Asian currencies continue to sell off vs the $ on the heels of the news yesterday that South Korea said they will look into hot money inflows stemming from the $ carry trade and the Bank of Indonesia said they are looking into the foreign buying of bills. This follows the news a few weeks ago that Taiwan was limiting foreign deposit holdings and Brazil was taxing foreign inflow transactions. As I mentioned yesterday, we may have reached a short term pain threshold in terms of $ weakness and foreign countries are fighting back as they certainly won’t wait for the Fed to act. The $ is also at a 2 1/2 week high vs the euro helped out by political infighting in the Ukraine that is holding up the 4th tranche of an IMF loan. Comments from PBOChina Gov gave no indication that they plan to alter the band of their peg to the US$ anytime soon. With 6 wks left in the yr and investors holding their nose, $ action alone will exaggerate equity moves.
While the US$ caught a bid this week, albeit modest, in part due to Bernanke’s acknowledgement of it on Monday in terms of its impact on commodity prices and thus inflation, the fed funds futures continue to reduce its belief that he’ll follow words with actions. Since Friday’s close, full odds of a 25 bps rate hike have now been pushed out to Sept 2010 from Aug. Odds of a 25 bps hike by Aug have fallen from 100% last Friday to 66% today. Odds are just 4% that the Fed raises to .75% by Sept, down from 46% last Friday.
The Nov Philly Fed manufacturing survey was 16.7, 4.5 pts above expectations and up from 11.5 in Oct. It’s the highest since June ‘07 but the figure measures the direction of change, not the degree. New Orders jumped sharply to 14.8 from 6.2 but Backlogs fell 4 pts to -5.4. Employment improved by more than 6 pts and is almost flat at -.5, the least negative since May ‘08 and the average workweek rose to +2, the 1st positive reading since Jan ‘07. Inventories rose to -17.3 from -31.8 but it just back to the Sept level and is in line with the 6 mo average, so again, no sign of inventory rebuilding, just a slowed pace of the destocking. Prices Paid fell 6 pts but is just back to its Sept level. Prices Received rose 3 pts, matching its best level since Oct ‘08. The 6 month outlook moderated as it fell 3 pts to the lowest since April ‘09. Net-net, this data confirms that manufacturing is slowly improving with slack end demand keeping the sustainability in question.

• [Task details]:
From the market commentary, list each country that the text says was looking into or restricting foreign money inflows, along with the step it took.

• [Dataset content]:
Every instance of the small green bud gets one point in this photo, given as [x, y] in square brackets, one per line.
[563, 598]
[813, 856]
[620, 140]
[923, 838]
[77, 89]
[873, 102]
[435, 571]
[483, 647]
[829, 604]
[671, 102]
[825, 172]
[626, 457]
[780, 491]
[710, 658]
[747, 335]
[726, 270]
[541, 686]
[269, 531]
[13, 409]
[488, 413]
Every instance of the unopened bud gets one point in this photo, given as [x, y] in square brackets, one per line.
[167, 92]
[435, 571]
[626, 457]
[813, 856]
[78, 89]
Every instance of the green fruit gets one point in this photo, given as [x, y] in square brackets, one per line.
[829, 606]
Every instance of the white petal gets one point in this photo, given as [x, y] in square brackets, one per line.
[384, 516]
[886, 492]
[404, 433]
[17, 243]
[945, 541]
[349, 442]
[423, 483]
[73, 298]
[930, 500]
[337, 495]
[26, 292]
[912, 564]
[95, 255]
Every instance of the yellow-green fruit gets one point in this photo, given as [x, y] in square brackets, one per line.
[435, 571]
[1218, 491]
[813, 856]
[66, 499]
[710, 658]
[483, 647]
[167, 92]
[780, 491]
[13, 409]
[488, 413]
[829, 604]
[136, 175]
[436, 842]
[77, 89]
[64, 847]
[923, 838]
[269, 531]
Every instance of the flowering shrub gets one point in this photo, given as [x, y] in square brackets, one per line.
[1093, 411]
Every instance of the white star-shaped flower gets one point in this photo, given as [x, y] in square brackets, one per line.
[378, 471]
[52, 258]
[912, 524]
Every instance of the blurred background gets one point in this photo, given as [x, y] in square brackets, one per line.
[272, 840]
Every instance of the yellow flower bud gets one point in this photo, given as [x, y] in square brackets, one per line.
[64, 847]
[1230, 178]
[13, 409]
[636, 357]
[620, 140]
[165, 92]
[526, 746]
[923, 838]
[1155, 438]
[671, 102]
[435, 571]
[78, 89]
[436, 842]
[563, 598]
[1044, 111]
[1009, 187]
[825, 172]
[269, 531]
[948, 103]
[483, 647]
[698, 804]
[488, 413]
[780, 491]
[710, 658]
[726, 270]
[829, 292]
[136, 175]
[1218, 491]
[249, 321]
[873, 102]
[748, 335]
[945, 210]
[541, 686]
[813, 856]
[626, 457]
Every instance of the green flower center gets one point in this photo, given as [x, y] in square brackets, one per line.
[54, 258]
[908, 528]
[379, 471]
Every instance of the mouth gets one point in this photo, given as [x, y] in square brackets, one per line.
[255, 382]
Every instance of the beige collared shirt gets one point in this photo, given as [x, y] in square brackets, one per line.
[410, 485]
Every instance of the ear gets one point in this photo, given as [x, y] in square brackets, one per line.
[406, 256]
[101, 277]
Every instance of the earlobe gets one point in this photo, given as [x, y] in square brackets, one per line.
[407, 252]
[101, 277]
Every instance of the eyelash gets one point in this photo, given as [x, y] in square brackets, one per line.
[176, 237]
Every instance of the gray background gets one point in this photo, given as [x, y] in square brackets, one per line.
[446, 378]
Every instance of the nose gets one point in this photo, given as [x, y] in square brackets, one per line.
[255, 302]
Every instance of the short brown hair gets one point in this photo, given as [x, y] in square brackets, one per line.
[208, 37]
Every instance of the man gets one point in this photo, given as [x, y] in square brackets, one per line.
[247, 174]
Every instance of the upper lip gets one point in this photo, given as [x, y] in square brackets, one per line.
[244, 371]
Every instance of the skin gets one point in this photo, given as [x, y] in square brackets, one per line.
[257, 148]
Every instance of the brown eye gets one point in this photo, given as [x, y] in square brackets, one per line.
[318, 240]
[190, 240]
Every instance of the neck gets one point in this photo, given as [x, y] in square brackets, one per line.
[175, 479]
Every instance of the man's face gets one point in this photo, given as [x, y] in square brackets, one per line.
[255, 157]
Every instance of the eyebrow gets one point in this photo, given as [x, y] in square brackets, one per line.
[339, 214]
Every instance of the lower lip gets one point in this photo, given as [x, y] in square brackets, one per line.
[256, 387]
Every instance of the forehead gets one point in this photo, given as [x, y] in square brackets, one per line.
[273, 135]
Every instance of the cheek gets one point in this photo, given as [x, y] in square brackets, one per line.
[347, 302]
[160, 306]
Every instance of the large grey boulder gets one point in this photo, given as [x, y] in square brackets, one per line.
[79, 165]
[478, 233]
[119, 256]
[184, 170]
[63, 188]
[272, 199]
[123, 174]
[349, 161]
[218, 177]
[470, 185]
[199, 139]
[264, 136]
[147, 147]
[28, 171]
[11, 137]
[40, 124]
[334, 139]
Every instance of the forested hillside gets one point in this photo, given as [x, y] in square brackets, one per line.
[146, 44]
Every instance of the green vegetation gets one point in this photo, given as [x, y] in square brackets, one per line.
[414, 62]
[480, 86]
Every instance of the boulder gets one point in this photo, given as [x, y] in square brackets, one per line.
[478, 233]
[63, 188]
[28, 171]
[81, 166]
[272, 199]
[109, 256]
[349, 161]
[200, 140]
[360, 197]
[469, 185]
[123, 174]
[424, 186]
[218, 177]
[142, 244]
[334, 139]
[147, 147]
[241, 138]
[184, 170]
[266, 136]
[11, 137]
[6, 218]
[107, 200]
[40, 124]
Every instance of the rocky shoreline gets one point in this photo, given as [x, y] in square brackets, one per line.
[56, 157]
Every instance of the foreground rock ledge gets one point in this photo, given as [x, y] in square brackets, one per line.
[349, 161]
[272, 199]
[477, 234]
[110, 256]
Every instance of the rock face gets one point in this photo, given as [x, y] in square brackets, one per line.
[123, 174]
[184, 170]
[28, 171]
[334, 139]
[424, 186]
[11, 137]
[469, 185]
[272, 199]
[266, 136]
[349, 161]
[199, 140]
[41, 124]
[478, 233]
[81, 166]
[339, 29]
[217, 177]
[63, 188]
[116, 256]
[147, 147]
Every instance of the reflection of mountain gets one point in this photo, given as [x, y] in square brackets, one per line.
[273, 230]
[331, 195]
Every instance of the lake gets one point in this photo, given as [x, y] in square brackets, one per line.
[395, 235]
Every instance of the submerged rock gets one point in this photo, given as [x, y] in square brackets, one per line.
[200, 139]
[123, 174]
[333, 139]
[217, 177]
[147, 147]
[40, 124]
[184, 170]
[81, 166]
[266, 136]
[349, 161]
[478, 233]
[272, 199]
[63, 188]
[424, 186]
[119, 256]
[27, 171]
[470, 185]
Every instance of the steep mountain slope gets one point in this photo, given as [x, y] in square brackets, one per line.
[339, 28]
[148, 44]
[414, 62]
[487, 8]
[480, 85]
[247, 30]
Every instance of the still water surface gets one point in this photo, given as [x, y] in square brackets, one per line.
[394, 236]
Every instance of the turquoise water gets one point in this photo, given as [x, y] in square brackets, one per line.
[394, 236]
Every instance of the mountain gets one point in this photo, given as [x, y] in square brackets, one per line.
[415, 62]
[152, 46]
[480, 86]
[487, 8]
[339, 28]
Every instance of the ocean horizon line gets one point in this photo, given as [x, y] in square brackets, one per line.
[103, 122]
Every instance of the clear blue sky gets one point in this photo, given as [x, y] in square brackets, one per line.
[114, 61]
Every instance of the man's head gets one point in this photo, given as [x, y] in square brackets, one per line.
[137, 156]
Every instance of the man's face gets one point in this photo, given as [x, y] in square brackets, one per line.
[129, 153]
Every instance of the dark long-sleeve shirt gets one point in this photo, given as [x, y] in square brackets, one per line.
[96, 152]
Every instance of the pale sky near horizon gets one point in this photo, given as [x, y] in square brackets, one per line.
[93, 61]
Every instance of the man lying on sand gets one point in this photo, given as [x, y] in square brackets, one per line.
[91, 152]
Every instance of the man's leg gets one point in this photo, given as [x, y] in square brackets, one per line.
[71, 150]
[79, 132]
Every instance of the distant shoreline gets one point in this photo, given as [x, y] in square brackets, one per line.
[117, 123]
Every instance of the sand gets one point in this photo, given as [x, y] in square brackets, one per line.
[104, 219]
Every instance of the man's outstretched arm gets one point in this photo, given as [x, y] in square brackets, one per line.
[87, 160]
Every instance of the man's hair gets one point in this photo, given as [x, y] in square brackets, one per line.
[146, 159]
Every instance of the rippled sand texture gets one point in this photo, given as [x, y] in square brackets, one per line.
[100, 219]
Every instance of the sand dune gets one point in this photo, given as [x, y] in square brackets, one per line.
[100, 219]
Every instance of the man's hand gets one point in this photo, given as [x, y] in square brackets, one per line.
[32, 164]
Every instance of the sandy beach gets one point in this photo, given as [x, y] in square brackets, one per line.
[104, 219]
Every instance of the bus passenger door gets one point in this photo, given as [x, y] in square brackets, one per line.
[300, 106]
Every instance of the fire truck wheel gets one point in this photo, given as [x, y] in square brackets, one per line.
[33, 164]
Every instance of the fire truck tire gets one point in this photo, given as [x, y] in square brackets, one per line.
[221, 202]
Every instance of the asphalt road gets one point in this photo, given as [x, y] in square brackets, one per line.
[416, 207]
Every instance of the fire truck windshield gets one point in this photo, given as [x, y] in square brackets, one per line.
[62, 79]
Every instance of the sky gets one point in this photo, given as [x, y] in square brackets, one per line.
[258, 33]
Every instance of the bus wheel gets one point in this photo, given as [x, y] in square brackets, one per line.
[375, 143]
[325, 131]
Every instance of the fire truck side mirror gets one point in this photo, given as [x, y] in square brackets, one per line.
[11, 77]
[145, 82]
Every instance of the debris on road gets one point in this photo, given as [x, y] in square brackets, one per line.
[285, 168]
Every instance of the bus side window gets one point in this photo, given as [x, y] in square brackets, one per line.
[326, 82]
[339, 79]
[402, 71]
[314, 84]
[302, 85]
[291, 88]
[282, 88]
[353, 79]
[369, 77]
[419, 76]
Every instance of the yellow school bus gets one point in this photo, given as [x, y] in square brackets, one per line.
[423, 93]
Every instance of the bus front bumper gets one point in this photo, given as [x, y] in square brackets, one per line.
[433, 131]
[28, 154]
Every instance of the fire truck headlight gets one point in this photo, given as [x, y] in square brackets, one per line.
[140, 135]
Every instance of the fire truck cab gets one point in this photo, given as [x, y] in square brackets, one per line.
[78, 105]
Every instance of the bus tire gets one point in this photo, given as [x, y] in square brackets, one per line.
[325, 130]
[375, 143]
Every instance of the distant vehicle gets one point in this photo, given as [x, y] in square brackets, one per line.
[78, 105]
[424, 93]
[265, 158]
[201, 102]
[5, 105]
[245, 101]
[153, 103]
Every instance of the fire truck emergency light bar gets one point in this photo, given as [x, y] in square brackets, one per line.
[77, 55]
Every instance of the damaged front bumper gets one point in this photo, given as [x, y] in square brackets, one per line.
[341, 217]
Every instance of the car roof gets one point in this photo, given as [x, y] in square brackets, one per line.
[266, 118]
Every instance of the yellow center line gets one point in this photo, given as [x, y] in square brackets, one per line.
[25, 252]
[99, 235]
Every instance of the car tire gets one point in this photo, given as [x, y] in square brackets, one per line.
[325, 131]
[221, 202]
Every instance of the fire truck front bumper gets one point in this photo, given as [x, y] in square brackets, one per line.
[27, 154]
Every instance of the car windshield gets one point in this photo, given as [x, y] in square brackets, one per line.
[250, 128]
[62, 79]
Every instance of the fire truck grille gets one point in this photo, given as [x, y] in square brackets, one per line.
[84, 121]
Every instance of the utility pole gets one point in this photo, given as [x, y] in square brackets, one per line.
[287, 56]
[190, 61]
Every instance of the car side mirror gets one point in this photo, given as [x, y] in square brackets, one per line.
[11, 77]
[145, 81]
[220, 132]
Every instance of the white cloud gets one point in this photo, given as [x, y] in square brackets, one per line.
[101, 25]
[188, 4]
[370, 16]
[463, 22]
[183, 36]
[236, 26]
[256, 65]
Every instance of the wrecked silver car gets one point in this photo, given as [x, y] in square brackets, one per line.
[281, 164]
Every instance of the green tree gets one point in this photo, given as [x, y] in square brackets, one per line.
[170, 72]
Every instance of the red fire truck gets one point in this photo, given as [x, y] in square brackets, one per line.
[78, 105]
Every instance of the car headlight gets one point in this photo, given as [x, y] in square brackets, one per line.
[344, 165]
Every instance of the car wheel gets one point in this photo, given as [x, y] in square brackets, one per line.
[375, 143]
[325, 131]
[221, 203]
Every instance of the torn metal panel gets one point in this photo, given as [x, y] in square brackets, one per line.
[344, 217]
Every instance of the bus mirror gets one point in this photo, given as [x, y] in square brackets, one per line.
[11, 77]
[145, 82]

• [The result]:
- South Korea: said it will look into hot money inflows stemming from the $ carry trade.
- Indonesia: the Bank of Indonesia said it is looking into the foreign buying of bills.
- Taiwan: was limiting foreign deposit holdings.
- Brazil: was taxing foreign inflow transactions.